┌──
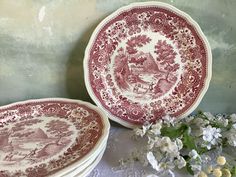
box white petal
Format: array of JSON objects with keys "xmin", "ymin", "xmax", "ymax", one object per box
[
  {"xmin": 189, "ymin": 149, "xmax": 199, "ymax": 159},
  {"xmin": 203, "ymin": 112, "xmax": 215, "ymax": 120},
  {"xmin": 230, "ymin": 114, "xmax": 236, "ymax": 122},
  {"xmin": 175, "ymin": 156, "xmax": 186, "ymax": 169},
  {"xmin": 175, "ymin": 138, "xmax": 183, "ymax": 150},
  {"xmin": 168, "ymin": 170, "xmax": 175, "ymax": 177},
  {"xmin": 232, "ymin": 123, "xmax": 236, "ymax": 129},
  {"xmin": 147, "ymin": 152, "xmax": 160, "ymax": 171}
]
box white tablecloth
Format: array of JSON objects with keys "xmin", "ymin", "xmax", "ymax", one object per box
[{"xmin": 88, "ymin": 124, "xmax": 191, "ymax": 177}]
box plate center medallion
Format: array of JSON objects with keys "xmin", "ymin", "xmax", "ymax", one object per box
[
  {"xmin": 0, "ymin": 116, "xmax": 76, "ymax": 170},
  {"xmin": 112, "ymin": 32, "xmax": 182, "ymax": 101}
]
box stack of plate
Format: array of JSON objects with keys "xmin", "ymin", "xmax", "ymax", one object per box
[
  {"xmin": 0, "ymin": 98, "xmax": 109, "ymax": 177},
  {"xmin": 0, "ymin": 2, "xmax": 212, "ymax": 177}
]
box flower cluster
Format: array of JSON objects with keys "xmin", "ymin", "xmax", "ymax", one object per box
[{"xmin": 125, "ymin": 112, "xmax": 236, "ymax": 177}]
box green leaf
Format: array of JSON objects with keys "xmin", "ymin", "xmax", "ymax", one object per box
[
  {"xmin": 183, "ymin": 156, "xmax": 194, "ymax": 175},
  {"xmin": 231, "ymin": 166, "xmax": 236, "ymax": 177},
  {"xmin": 161, "ymin": 123, "xmax": 197, "ymax": 150},
  {"xmin": 161, "ymin": 124, "xmax": 188, "ymax": 138},
  {"xmin": 198, "ymin": 147, "xmax": 208, "ymax": 154},
  {"xmin": 182, "ymin": 128, "xmax": 197, "ymax": 150},
  {"xmin": 186, "ymin": 161, "xmax": 194, "ymax": 175},
  {"xmin": 197, "ymin": 110, "xmax": 208, "ymax": 120}
]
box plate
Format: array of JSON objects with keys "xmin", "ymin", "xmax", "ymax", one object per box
[
  {"xmin": 0, "ymin": 98, "xmax": 110, "ymax": 177},
  {"xmin": 62, "ymin": 141, "xmax": 107, "ymax": 177},
  {"xmin": 66, "ymin": 143, "xmax": 106, "ymax": 177},
  {"xmin": 84, "ymin": 2, "xmax": 212, "ymax": 128},
  {"xmin": 73, "ymin": 148, "xmax": 105, "ymax": 177},
  {"xmin": 73, "ymin": 146, "xmax": 105, "ymax": 177}
]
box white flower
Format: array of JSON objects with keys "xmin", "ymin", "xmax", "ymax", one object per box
[
  {"xmin": 227, "ymin": 128, "xmax": 236, "ymax": 146},
  {"xmin": 135, "ymin": 122, "xmax": 152, "ymax": 137},
  {"xmin": 143, "ymin": 122, "xmax": 152, "ymax": 133},
  {"xmin": 131, "ymin": 112, "xmax": 236, "ymax": 177},
  {"xmin": 174, "ymin": 156, "xmax": 186, "ymax": 169},
  {"xmin": 163, "ymin": 115, "xmax": 172, "ymax": 121},
  {"xmin": 203, "ymin": 142, "xmax": 211, "ymax": 150},
  {"xmin": 230, "ymin": 113, "xmax": 236, "ymax": 122},
  {"xmin": 215, "ymin": 114, "xmax": 228, "ymax": 127},
  {"xmin": 194, "ymin": 117, "xmax": 209, "ymax": 127},
  {"xmin": 147, "ymin": 137, "xmax": 160, "ymax": 149},
  {"xmin": 189, "ymin": 149, "xmax": 200, "ymax": 160},
  {"xmin": 191, "ymin": 164, "xmax": 202, "ymax": 172},
  {"xmin": 147, "ymin": 152, "xmax": 160, "ymax": 171},
  {"xmin": 175, "ymin": 138, "xmax": 183, "ymax": 150},
  {"xmin": 202, "ymin": 125, "xmax": 222, "ymax": 149},
  {"xmin": 165, "ymin": 161, "xmax": 175, "ymax": 169},
  {"xmin": 222, "ymin": 119, "xmax": 229, "ymax": 127},
  {"xmin": 186, "ymin": 115, "xmax": 195, "ymax": 123},
  {"xmin": 189, "ymin": 151, "xmax": 202, "ymax": 174},
  {"xmin": 167, "ymin": 170, "xmax": 175, "ymax": 177},
  {"xmin": 203, "ymin": 112, "xmax": 215, "ymax": 120},
  {"xmin": 135, "ymin": 128, "xmax": 146, "ymax": 137},
  {"xmin": 150, "ymin": 121, "xmax": 162, "ymax": 135},
  {"xmin": 144, "ymin": 122, "xmax": 152, "ymax": 129},
  {"xmin": 160, "ymin": 137, "xmax": 179, "ymax": 156},
  {"xmin": 162, "ymin": 115, "xmax": 175, "ymax": 126},
  {"xmin": 147, "ymin": 137, "xmax": 155, "ymax": 149}
]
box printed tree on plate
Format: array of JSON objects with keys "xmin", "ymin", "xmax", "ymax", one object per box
[
  {"xmin": 154, "ymin": 40, "xmax": 179, "ymax": 79},
  {"xmin": 0, "ymin": 118, "xmax": 44, "ymax": 147},
  {"xmin": 154, "ymin": 40, "xmax": 178, "ymax": 72},
  {"xmin": 11, "ymin": 119, "xmax": 43, "ymax": 138},
  {"xmin": 0, "ymin": 118, "xmax": 44, "ymax": 162},
  {"xmin": 45, "ymin": 120, "xmax": 73, "ymax": 145},
  {"xmin": 126, "ymin": 35, "xmax": 151, "ymax": 54},
  {"xmin": 151, "ymin": 40, "xmax": 180, "ymax": 94},
  {"xmin": 27, "ymin": 120, "xmax": 75, "ymax": 159}
]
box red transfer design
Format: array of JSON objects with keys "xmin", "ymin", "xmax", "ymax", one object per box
[
  {"xmin": 87, "ymin": 5, "xmax": 209, "ymax": 125},
  {"xmin": 0, "ymin": 100, "xmax": 104, "ymax": 177}
]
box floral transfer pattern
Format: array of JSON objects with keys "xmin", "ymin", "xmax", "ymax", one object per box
[
  {"xmin": 87, "ymin": 6, "xmax": 208, "ymax": 125},
  {"xmin": 0, "ymin": 100, "xmax": 104, "ymax": 177}
]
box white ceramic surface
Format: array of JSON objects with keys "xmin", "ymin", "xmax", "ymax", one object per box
[
  {"xmin": 84, "ymin": 1, "xmax": 212, "ymax": 128},
  {"xmin": 65, "ymin": 143, "xmax": 106, "ymax": 177},
  {"xmin": 62, "ymin": 142, "xmax": 107, "ymax": 177},
  {"xmin": 0, "ymin": 98, "xmax": 110, "ymax": 177}
]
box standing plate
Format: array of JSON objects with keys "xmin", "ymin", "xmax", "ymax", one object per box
[
  {"xmin": 0, "ymin": 98, "xmax": 109, "ymax": 177},
  {"xmin": 84, "ymin": 2, "xmax": 212, "ymax": 128}
]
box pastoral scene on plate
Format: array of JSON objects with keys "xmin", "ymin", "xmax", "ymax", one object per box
[
  {"xmin": 113, "ymin": 35, "xmax": 181, "ymax": 100},
  {"xmin": 0, "ymin": 117, "xmax": 75, "ymax": 168}
]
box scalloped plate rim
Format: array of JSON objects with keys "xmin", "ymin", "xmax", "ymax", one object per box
[
  {"xmin": 0, "ymin": 98, "xmax": 110, "ymax": 177},
  {"xmin": 83, "ymin": 1, "xmax": 212, "ymax": 128}
]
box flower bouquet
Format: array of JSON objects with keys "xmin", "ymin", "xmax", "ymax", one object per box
[{"xmin": 121, "ymin": 112, "xmax": 236, "ymax": 177}]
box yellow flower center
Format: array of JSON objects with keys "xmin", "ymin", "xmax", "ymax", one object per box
[
  {"xmin": 198, "ymin": 171, "xmax": 208, "ymax": 177},
  {"xmin": 213, "ymin": 168, "xmax": 222, "ymax": 177},
  {"xmin": 217, "ymin": 156, "xmax": 226, "ymax": 166},
  {"xmin": 222, "ymin": 168, "xmax": 231, "ymax": 177}
]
└──
:: Goal of the exercise ::
Filter the listing for the word "center" and copy each line that has it.

:: Exercise answer ::
box plate center medallion
box yellow flower center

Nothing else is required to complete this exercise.